[Task requirements] From the entries that follow, extract each line holding the string "positive".

[Stored dataset items]
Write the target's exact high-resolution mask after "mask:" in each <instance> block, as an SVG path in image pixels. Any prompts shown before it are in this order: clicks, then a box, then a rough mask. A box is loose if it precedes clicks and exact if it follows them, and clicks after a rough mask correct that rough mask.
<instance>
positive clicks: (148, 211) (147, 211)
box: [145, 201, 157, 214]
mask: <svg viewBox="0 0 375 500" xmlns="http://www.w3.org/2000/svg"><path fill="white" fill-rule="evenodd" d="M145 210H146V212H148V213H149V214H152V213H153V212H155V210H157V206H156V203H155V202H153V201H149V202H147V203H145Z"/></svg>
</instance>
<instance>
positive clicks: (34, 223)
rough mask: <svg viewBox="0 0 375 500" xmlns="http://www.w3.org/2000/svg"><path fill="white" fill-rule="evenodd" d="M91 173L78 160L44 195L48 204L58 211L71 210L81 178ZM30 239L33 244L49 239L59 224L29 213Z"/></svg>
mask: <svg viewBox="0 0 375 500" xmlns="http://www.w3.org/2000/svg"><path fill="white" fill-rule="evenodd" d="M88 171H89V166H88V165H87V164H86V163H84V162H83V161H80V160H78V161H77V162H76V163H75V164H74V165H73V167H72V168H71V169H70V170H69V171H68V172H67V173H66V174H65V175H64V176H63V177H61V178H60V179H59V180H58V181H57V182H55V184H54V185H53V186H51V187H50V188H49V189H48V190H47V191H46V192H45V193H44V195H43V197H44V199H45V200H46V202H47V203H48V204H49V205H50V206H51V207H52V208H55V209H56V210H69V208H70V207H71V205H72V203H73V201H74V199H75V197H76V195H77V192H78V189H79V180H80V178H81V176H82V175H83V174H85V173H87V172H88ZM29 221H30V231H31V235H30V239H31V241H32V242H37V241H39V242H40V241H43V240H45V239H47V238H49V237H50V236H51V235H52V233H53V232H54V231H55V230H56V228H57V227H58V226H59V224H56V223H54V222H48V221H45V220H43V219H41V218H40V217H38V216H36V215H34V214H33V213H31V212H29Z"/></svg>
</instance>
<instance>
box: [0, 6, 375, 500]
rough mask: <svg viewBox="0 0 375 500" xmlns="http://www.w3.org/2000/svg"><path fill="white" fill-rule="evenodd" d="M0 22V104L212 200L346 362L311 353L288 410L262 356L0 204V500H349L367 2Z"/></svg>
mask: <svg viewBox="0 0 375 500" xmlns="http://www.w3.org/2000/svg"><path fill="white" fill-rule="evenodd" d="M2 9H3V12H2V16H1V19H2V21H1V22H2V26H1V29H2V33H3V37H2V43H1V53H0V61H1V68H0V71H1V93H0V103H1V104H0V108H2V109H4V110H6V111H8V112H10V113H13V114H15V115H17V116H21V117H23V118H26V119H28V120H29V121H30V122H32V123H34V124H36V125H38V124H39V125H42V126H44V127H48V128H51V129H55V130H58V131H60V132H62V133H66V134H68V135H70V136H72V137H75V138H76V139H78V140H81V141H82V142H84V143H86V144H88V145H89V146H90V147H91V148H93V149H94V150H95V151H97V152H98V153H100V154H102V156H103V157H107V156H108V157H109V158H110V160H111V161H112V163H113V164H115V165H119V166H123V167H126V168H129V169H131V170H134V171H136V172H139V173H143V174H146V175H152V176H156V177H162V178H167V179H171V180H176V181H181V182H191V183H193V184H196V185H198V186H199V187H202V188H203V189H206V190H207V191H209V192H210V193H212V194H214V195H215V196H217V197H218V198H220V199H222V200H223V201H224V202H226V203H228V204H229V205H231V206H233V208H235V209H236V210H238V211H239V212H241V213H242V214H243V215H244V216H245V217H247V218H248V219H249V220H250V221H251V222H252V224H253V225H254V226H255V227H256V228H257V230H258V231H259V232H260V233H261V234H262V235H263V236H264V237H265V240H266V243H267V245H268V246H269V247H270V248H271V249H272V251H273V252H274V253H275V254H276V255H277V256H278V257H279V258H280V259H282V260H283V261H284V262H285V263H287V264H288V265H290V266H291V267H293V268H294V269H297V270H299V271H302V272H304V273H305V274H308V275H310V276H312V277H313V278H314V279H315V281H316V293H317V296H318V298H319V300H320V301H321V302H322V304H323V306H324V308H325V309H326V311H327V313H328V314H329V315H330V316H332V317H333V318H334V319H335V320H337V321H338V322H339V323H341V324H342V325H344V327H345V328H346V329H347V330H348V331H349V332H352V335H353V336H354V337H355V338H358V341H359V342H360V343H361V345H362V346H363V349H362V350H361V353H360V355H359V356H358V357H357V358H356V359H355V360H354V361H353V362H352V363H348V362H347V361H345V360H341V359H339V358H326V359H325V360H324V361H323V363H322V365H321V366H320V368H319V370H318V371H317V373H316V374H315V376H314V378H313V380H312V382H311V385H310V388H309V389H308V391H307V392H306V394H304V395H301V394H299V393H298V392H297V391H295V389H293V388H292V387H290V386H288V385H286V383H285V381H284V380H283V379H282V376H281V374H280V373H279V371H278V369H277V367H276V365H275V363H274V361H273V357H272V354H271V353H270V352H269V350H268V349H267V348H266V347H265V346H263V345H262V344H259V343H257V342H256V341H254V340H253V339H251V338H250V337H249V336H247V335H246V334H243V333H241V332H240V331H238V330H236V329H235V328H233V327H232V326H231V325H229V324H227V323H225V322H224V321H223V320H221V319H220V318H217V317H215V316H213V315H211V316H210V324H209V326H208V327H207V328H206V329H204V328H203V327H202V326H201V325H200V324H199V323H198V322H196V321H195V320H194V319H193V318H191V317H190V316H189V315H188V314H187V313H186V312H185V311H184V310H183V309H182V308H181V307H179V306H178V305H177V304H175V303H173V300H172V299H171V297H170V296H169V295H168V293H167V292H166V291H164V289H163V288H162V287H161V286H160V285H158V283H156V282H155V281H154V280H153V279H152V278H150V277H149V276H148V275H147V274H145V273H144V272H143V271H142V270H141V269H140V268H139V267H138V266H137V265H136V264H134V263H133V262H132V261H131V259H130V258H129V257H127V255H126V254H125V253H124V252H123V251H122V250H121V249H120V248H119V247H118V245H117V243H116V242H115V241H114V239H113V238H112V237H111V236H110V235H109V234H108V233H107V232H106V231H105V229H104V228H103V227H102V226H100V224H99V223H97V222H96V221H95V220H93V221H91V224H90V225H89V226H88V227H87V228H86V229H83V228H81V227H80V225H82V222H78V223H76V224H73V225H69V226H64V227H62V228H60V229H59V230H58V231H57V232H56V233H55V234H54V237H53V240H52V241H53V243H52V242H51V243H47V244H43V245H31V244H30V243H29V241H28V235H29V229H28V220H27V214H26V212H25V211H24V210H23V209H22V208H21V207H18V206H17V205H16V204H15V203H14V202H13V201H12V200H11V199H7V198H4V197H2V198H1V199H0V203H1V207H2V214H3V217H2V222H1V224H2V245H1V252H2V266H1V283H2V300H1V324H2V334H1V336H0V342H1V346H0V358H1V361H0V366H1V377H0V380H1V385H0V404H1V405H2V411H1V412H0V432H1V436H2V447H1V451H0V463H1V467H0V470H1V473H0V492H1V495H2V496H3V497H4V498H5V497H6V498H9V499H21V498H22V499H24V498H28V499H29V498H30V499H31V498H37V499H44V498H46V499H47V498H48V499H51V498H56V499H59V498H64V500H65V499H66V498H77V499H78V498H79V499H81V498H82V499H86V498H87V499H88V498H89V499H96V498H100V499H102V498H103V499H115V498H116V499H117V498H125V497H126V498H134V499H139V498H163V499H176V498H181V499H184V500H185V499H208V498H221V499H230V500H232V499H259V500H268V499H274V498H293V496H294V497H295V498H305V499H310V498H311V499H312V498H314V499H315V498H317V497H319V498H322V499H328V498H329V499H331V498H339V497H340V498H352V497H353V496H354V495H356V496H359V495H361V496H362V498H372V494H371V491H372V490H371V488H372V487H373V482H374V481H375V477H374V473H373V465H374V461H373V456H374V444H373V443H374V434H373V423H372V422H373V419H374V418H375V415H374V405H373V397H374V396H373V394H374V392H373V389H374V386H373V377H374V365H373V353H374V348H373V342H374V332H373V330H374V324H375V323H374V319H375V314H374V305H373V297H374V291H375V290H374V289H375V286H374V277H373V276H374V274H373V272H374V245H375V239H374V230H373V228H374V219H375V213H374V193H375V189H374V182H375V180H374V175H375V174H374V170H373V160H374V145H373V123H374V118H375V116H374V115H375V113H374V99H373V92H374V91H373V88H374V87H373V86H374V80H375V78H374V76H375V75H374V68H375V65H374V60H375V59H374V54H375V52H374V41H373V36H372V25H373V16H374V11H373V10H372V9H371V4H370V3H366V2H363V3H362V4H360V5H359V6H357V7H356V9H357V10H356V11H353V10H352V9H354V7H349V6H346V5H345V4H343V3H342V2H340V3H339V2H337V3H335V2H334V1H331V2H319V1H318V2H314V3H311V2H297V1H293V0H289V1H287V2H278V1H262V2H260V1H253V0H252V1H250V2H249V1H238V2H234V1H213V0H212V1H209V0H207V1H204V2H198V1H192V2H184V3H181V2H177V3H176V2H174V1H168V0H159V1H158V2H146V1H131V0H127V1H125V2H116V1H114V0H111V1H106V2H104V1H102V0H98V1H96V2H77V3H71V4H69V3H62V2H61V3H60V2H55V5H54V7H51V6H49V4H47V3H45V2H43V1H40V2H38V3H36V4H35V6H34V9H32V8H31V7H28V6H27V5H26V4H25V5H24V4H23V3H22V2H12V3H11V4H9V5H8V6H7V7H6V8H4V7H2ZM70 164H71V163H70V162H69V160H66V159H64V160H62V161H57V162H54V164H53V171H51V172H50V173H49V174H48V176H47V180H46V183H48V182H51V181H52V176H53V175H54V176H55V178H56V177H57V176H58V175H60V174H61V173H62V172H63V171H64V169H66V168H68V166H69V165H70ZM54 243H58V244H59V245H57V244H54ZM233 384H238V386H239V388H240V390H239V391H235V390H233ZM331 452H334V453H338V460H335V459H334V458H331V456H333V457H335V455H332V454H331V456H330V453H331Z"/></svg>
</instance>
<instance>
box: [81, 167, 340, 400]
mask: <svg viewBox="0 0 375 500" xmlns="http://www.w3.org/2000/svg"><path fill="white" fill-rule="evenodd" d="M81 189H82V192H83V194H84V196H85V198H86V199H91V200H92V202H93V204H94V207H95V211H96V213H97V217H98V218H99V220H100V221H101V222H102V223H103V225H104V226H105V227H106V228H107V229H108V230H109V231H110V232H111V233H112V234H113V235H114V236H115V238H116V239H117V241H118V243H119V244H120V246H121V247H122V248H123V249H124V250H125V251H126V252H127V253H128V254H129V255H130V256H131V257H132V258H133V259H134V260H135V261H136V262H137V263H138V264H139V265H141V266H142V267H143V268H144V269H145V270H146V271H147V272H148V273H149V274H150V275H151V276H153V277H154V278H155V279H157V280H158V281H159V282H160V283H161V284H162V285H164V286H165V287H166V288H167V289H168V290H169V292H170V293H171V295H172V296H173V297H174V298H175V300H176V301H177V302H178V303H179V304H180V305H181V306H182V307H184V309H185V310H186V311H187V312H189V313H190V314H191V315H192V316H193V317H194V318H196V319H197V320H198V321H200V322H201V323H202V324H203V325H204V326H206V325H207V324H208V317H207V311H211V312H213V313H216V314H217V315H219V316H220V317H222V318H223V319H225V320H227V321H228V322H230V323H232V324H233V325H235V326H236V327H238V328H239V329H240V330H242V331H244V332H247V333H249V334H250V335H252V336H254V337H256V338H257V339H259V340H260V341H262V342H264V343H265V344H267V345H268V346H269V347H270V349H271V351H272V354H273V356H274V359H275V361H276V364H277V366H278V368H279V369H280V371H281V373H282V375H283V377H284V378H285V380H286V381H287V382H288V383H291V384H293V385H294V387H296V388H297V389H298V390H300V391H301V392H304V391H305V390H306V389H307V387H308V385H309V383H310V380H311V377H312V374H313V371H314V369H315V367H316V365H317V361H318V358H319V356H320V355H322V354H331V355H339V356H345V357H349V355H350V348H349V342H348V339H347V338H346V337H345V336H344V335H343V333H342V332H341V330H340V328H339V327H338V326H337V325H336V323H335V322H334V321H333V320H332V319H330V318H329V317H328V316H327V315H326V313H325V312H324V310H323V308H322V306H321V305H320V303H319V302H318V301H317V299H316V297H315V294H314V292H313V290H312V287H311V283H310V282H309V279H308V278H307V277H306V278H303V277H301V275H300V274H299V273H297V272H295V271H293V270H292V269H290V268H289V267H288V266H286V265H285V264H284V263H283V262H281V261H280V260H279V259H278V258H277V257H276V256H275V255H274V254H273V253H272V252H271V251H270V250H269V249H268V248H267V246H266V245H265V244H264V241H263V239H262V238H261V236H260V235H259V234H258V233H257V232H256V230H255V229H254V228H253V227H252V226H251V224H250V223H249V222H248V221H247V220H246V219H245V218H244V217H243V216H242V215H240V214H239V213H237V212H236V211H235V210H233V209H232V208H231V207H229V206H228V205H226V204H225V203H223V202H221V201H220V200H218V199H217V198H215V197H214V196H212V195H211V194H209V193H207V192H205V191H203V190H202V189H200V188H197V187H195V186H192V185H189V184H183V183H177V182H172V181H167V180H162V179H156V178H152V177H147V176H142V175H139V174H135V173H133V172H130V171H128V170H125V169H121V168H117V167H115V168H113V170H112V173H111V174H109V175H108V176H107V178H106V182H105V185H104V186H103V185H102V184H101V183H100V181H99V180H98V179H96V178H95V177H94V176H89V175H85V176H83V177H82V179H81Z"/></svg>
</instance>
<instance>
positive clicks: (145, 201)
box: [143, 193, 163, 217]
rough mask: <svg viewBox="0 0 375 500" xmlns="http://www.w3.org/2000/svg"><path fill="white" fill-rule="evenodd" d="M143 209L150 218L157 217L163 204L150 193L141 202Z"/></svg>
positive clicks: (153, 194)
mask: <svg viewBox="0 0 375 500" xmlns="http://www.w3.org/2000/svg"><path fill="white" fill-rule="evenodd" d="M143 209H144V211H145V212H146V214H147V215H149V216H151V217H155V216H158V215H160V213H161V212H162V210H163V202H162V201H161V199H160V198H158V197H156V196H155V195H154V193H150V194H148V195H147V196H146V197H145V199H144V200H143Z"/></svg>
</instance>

[Result of the exercise]
positive clicks: (148, 211) (147, 211)
positive clicks: (34, 223)
positive clicks: (145, 201)
positive clicks: (153, 194)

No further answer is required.